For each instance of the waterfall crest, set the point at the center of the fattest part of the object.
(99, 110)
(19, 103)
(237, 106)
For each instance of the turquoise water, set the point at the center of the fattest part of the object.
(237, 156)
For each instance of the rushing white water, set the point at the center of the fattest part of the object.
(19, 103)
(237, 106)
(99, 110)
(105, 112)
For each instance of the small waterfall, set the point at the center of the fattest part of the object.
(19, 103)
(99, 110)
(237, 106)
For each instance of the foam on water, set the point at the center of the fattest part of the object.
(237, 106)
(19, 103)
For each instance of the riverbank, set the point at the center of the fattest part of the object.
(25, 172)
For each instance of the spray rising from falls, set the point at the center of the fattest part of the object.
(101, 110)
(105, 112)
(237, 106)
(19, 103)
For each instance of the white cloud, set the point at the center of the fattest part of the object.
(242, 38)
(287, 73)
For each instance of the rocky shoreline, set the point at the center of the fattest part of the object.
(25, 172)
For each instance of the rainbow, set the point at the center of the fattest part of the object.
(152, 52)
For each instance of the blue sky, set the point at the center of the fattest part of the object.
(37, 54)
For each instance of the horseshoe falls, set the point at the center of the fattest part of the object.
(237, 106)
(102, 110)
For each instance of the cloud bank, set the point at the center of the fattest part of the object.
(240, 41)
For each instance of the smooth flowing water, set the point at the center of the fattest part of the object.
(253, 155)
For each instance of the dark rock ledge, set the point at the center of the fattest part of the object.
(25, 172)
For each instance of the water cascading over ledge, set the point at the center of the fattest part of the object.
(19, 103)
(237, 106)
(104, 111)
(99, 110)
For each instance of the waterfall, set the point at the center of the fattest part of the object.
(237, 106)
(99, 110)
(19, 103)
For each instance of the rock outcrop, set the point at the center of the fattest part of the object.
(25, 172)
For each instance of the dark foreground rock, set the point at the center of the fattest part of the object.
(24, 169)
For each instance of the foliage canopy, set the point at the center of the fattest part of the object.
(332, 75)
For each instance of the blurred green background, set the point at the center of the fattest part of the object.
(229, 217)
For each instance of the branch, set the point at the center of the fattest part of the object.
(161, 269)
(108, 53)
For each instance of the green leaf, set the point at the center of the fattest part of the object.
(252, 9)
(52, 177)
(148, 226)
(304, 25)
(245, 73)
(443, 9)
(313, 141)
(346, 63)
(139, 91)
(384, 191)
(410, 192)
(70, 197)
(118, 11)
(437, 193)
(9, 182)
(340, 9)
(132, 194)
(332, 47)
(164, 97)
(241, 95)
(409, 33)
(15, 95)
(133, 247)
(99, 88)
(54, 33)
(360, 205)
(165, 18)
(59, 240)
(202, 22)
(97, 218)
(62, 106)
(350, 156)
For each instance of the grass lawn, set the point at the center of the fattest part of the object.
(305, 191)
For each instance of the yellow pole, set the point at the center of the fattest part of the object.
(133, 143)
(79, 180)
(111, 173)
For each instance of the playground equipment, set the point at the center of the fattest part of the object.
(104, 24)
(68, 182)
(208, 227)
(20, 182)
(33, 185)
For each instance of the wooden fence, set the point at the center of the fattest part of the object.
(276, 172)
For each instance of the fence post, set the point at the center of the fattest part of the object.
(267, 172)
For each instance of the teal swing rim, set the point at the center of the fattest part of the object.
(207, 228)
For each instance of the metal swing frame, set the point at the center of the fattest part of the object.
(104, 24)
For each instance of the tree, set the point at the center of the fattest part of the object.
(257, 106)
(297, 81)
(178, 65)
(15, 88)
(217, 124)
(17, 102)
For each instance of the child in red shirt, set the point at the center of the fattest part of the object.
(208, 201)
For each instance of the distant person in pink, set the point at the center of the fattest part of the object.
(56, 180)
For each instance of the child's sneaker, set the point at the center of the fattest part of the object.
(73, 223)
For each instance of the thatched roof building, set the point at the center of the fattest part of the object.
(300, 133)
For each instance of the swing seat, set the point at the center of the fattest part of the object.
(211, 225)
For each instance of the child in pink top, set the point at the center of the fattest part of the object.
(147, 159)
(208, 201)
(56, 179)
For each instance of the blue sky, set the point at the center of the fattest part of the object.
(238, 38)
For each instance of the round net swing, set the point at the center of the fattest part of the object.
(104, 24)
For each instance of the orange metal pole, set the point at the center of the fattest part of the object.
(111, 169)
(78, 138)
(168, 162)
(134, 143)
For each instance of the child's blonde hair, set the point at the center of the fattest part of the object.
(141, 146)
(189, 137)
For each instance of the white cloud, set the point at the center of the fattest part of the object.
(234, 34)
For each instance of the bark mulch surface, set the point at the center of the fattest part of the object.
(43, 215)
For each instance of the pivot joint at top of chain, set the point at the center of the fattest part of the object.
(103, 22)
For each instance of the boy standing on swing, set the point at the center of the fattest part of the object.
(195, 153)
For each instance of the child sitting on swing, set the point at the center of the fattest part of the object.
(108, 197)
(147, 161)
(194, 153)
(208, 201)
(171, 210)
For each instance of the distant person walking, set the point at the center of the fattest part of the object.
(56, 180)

——————

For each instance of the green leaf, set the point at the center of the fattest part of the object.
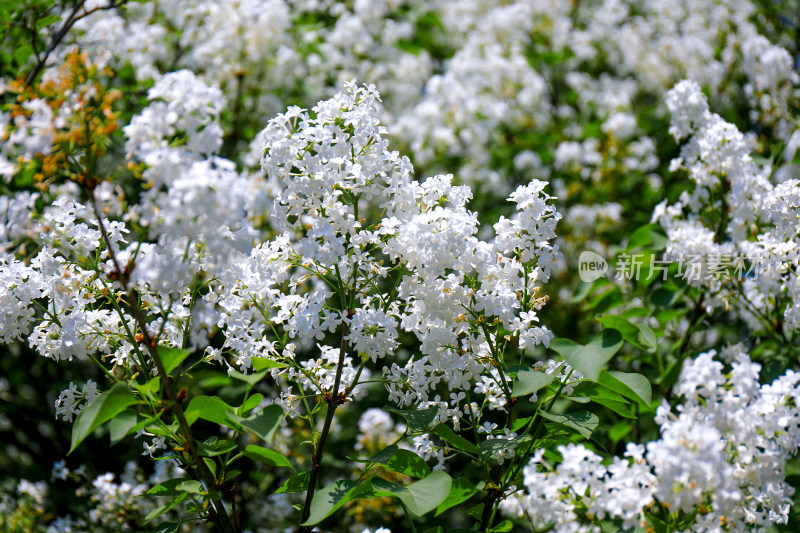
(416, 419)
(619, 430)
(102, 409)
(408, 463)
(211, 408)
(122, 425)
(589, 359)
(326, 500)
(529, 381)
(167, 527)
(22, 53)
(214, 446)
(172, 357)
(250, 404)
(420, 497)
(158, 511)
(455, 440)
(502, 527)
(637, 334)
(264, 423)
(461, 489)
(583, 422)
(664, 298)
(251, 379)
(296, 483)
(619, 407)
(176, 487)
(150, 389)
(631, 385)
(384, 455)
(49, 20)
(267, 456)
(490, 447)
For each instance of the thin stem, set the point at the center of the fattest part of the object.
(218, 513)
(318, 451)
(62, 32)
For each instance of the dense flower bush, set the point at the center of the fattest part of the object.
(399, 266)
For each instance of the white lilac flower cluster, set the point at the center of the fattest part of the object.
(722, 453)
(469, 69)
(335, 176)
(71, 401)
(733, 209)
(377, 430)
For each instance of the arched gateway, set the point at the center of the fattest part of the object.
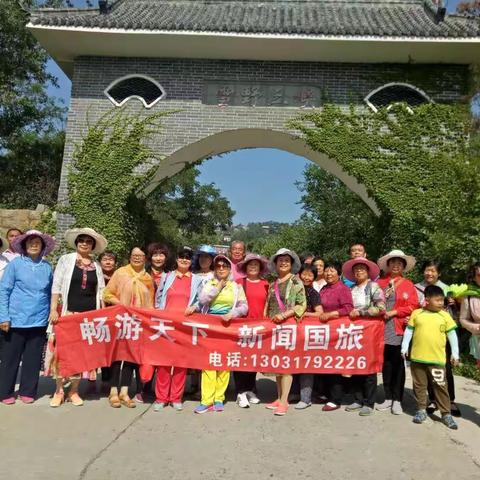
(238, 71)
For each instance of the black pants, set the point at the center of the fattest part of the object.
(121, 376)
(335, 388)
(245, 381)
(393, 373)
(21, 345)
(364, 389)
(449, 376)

——————

Tally the lines in the records that contain the word "fence". Reply with the number alone.

2